What to do:
**a)** Pull out every line of the listing that contains the word "yellow". Case matters.
**b)** Carry on the forum post about the R foreach and genoud code from the point where it stops.

** BEGIN Source excerpt **

1

I'd like to ask the experts what may be wrong with the code below:

resultOptimization <- foreach(i = 1:length(varietyNames) , .combine = rbind, .init = resultOptimization) %dopar% {
    variety <- varietyNames[i]


  subsetVarietyNames <<- subset(observedValues, Variety == variety)
  rowNumberOfObservedValues <<- nrow(subsetVarietyNames)

  inputTrait <<- subsetVarietyNames[,c("Site", "Latitude", "Longitude", "Altitude", "Flooding", 
                                       "Transplanting", "DDTransplantingShock", "Z", "LAIMax", 
                                       "POP", "PLAini", "LRGRMax", "SowingDate")]



  resultOptimTrait <- genoud(fn = minimizationFunction, nvars = numberOfParametersToBeEstimated, max = FALSE,
                             Domains = optimizedParametersBounds, pop.size = 2, max.generations = 2, 
                             wait.generations = 2, hard.generation.limit = TRUE, MemoryMatrix = TRUE, 
                             starting.values = NULL, default.domains = 10, solution.tolerance = 0.001, 
                             gr = NULL, boundary.enforcement = 0, lexical = FALSE, gradient.check = TRUE, 
                             BFGS = FALSE, data.type.int = FALSE, hessian = TRUE, unif.seed = 812821, 
                             int.seed = 53058, extra_arg = fMeteo)

** END Source excerpt **
** BEGIN Exercise inputs **

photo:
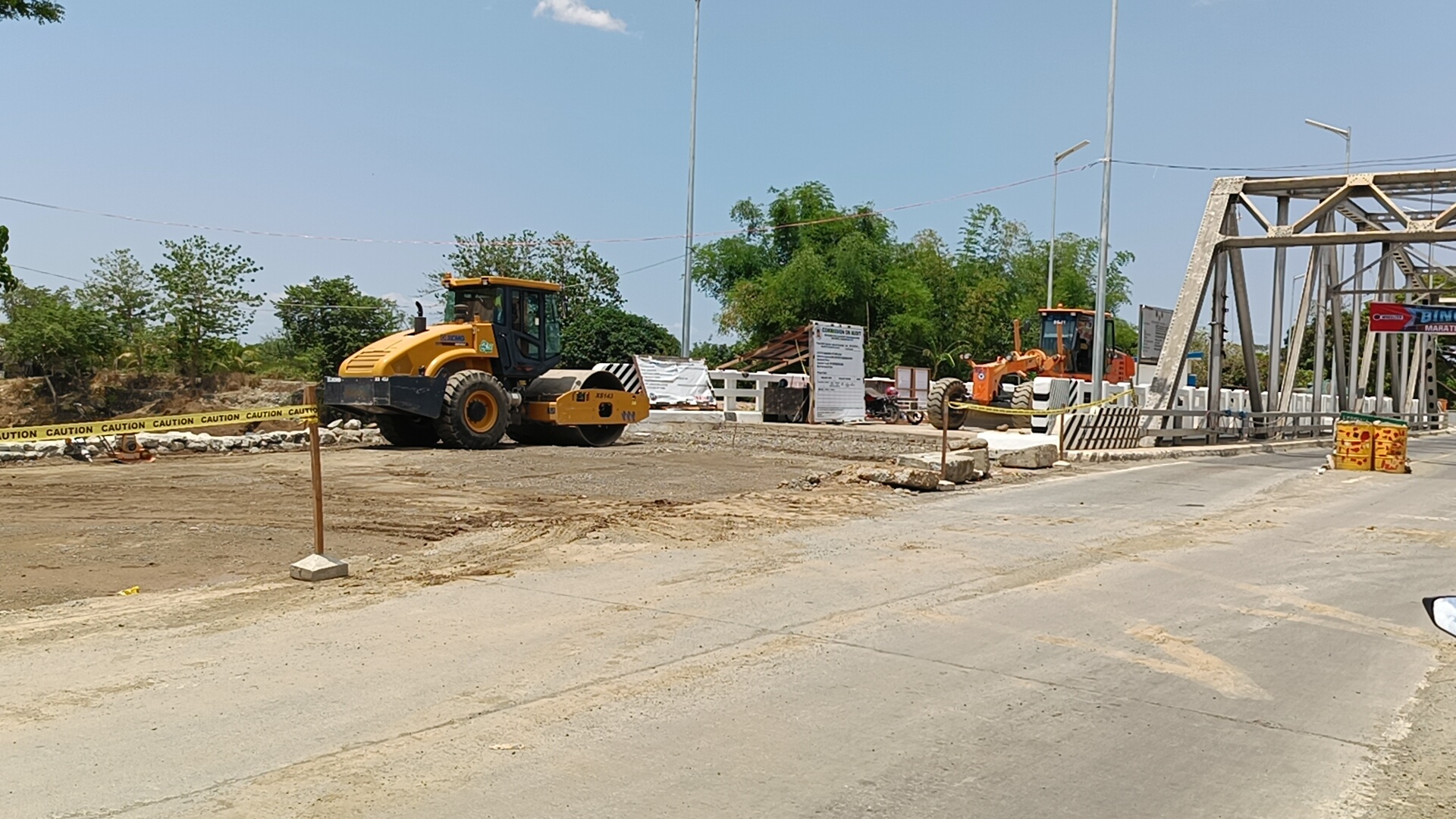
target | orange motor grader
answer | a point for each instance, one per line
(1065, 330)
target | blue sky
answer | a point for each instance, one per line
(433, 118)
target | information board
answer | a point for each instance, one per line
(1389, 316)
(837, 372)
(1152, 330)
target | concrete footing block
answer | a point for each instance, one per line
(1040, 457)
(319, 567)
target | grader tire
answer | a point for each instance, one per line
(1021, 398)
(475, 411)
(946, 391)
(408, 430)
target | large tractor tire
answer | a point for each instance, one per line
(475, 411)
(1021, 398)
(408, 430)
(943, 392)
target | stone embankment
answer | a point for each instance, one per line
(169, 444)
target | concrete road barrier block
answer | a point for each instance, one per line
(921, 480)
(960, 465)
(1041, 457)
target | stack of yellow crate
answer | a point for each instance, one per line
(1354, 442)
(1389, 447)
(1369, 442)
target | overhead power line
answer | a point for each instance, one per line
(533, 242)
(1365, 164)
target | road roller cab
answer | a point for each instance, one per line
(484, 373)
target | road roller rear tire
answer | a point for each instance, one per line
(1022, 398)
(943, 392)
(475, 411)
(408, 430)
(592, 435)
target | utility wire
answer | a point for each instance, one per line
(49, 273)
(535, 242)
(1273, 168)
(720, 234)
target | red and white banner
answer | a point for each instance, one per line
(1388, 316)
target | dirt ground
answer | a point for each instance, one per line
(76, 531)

** END Exercise inputs **
** BEGIN Exercise inputs **

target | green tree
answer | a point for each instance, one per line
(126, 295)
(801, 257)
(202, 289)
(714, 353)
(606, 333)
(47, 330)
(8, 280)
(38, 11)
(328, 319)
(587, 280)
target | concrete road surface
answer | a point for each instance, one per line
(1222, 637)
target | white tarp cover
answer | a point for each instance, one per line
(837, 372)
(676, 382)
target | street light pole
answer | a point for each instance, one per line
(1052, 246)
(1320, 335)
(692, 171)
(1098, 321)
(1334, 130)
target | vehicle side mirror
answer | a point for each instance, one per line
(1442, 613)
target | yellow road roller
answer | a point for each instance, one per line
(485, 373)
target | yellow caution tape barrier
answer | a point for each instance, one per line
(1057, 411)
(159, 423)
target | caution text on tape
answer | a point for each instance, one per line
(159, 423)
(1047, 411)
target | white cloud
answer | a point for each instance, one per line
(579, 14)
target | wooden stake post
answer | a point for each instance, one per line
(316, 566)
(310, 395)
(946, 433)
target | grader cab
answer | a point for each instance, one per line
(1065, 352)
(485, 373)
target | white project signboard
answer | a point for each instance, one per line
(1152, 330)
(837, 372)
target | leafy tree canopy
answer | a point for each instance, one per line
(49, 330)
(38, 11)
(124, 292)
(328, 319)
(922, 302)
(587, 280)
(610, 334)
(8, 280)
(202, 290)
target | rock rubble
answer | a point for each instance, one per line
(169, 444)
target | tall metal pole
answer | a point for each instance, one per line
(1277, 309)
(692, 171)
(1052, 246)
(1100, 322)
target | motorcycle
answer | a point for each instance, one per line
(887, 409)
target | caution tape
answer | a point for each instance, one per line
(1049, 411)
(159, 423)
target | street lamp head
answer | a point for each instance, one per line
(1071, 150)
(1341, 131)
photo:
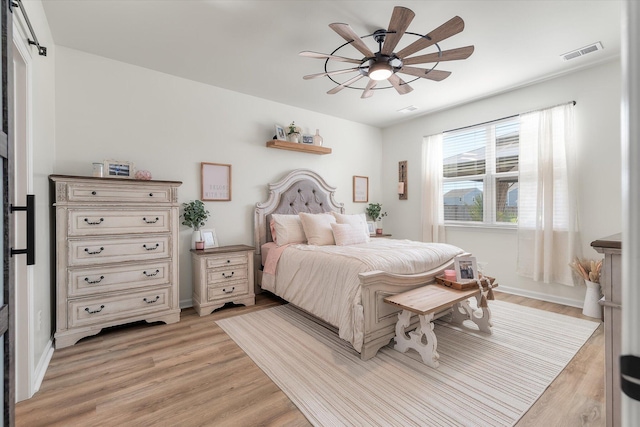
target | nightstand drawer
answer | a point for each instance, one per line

** END Exercise inputs **

Response list:
**a)**
target | stack of yellow crate
target | yellow road roller
target | yellow caution tape barrier

**b)**
  estimatedParameters <- resultOptimTrait$par
  sumOfErrors <- resultOptimTrait$value

  #In case of abrupt system failure, save preliminary results 
  capture.output(c(variety, estimatedParameters, sumOfErrors),file = "PRE_optim_values.txt",append = (if(i==1) {FALSE} else{ TRUE}))

  resultLine <- c(variety, estimatedParameters, sumOfErrors)

}

What I'm doing :

I'm trying to optimize parameters for several varieties of plants, the first loop should get the optimized params for varieties 1 - N, and the second loop would print out simulated values using the optimized params. The code above is my take on making it parallelized for faster processing, with the first for-loop taking in as many as Varieties at a time as there are cores on the server.

Expected output :

Optimized parameters stored in the list "resultOptimization"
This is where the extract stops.